STATED EXERCISE> Pictures do not belong in your copy. Repeat all the other data exactly.

MATERIAL FOR THE TASK>
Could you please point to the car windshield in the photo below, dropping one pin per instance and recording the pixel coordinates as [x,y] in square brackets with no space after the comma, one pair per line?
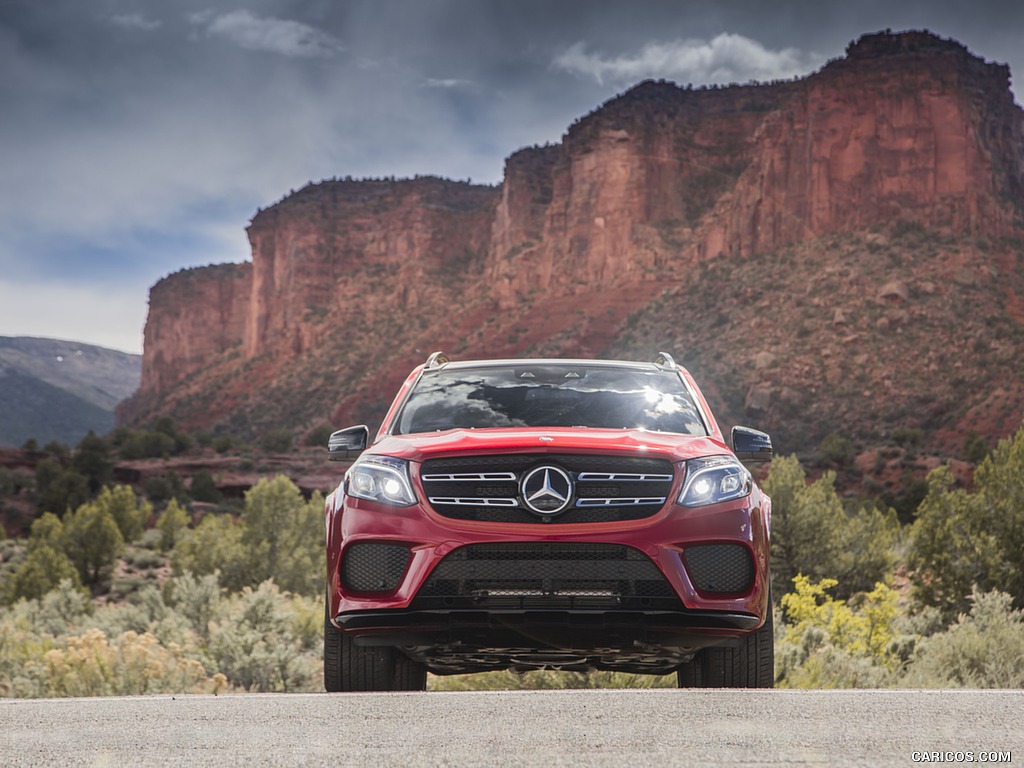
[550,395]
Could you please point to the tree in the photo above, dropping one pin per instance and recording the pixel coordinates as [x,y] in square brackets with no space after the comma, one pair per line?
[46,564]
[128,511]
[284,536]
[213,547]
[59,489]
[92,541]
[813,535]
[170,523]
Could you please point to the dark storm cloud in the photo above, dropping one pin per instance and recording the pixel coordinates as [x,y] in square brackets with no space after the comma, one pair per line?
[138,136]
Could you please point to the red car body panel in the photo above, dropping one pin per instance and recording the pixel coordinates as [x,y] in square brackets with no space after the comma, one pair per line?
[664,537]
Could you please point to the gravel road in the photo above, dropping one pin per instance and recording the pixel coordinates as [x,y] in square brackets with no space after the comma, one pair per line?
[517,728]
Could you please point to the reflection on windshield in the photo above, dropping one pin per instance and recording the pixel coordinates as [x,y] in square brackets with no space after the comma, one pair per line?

RESULT>
Could you please point to the car windshield in the photo below, dropping one pin per instance and recording the pixel coordinates as [x,y] in square brackets with no space after the comma, one pair per line?
[550,395]
Could you please point to the tree in the photo above, dropping one pin per instance and recording the pixel coordinates as [x,y] in square brackets with no space after the comma, one pair per line?
[46,564]
[128,511]
[284,536]
[213,547]
[59,489]
[92,541]
[813,535]
[170,523]
Could you please point to the dark storm cloud in the photo above, dropping one pin per instance and recording the pixel coordinates as [x,y] in square brackets with no space after the comma, one pair per line?
[138,136]
Could you please point to the red car body panel in the photo above, dropping one pin per instance and recording the pixel coordinates as [x,y] in square brackets with no space after the comma, one pair per line?
[664,537]
Could you please point to the gravel road in the photo above, dropping one pin per instance and recording the pixel coordinates as [x,y] in square brackets with no space after the comma, one pair per line?
[517,728]
Could you please point to the reflection on windshield in the photo above, dropping one pin per instance and recording the pixel coordinates as [x,y] in square brackets with no space after the comma, one pair per line?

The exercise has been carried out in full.